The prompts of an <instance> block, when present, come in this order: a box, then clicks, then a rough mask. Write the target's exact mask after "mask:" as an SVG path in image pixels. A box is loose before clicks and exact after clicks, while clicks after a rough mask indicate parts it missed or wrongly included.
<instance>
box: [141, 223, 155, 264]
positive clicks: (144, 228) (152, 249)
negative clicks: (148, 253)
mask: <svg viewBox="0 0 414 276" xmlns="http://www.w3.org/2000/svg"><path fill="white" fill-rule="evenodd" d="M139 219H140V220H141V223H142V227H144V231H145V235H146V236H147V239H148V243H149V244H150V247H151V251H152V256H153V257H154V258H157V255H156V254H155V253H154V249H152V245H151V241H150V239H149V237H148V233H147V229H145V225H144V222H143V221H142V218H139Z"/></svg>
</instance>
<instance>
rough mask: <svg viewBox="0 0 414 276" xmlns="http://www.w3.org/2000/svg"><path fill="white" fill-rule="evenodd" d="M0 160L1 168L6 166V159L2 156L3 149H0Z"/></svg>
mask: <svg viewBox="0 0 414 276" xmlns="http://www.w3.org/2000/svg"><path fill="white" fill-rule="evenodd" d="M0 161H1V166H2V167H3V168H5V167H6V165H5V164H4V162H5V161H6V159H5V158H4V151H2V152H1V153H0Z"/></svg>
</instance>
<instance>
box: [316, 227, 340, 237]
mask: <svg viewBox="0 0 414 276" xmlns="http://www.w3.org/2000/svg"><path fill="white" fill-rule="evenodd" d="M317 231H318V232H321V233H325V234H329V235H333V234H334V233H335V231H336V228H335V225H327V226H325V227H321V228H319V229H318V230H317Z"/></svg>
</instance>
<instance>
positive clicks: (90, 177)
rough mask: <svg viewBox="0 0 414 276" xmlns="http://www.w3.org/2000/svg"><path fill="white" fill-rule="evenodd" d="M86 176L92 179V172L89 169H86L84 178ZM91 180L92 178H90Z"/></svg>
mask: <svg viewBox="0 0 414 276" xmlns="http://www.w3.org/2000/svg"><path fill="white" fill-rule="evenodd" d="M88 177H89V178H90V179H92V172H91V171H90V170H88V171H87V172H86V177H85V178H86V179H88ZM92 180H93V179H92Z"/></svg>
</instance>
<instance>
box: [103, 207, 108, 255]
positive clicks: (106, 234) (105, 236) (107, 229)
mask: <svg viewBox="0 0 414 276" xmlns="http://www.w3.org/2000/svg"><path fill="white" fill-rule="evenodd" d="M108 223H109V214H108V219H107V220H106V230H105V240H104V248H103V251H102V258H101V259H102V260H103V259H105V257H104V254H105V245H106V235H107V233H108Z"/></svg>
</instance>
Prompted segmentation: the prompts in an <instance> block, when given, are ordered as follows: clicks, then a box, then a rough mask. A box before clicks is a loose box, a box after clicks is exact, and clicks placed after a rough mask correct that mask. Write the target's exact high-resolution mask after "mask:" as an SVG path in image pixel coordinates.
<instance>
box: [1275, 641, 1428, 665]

* * *

* [WHAT TO PRODUCE] Leave out every line after the one with "box: [103, 207, 108, 255]". Reproduce the material above exactly from its first line through that line.

* [RESPONSE]
The prompts of an <instance> block, when present, come in this order: a box, then clicks, then a rough mask. Write the target's exact mask after "mask:" as an SVG path in image pixels. A box is loose before clicks and exact after clicks, while clicks after a rough mask indicate parts it missed or wrongly included.
<instance>
box: [141, 223, 155, 264]
positive clicks: (144, 228) (152, 249)
negative clicks: (148, 253)
mask: <svg viewBox="0 0 414 276" xmlns="http://www.w3.org/2000/svg"><path fill="white" fill-rule="evenodd" d="M139 219H140V220H141V223H142V227H144V231H145V235H146V236H147V239H148V243H149V244H150V247H151V251H152V256H153V257H154V258H157V255H156V254H155V253H154V249H152V245H151V241H150V239H149V237H148V233H147V229H145V225H144V222H143V221H142V218H139Z"/></svg>
</instance>
<instance>
rough mask: <svg viewBox="0 0 414 276" xmlns="http://www.w3.org/2000/svg"><path fill="white" fill-rule="evenodd" d="M0 160L1 168L6 166V159L2 156L3 149H0Z"/></svg>
mask: <svg viewBox="0 0 414 276" xmlns="http://www.w3.org/2000/svg"><path fill="white" fill-rule="evenodd" d="M0 161H1V166H2V167H3V168H5V167H6V165H5V164H4V162H5V161H6V159H5V158H4V151H2V152H1V153H0Z"/></svg>
</instance>
<instance>
box: [316, 227, 340, 237]
mask: <svg viewBox="0 0 414 276" xmlns="http://www.w3.org/2000/svg"><path fill="white" fill-rule="evenodd" d="M317 231H318V232H321V233H325V234H329V235H333V234H334V233H335V231H336V228H335V225H327V226H325V227H321V228H319V229H318V230H317Z"/></svg>
</instance>
<instance>
positive clicks: (90, 177)
rough mask: <svg viewBox="0 0 414 276" xmlns="http://www.w3.org/2000/svg"><path fill="white" fill-rule="evenodd" d="M86 176L92 179V172L89 169H86L84 178ZM91 180L92 178H90Z"/></svg>
mask: <svg viewBox="0 0 414 276" xmlns="http://www.w3.org/2000/svg"><path fill="white" fill-rule="evenodd" d="M88 177H89V178H90V179H92V172H91V171H90V170H88V171H87V172H86V177H85V178H86V179H88ZM92 180H93V179H92Z"/></svg>
</instance>
<instance>
box: [103, 207, 108, 255]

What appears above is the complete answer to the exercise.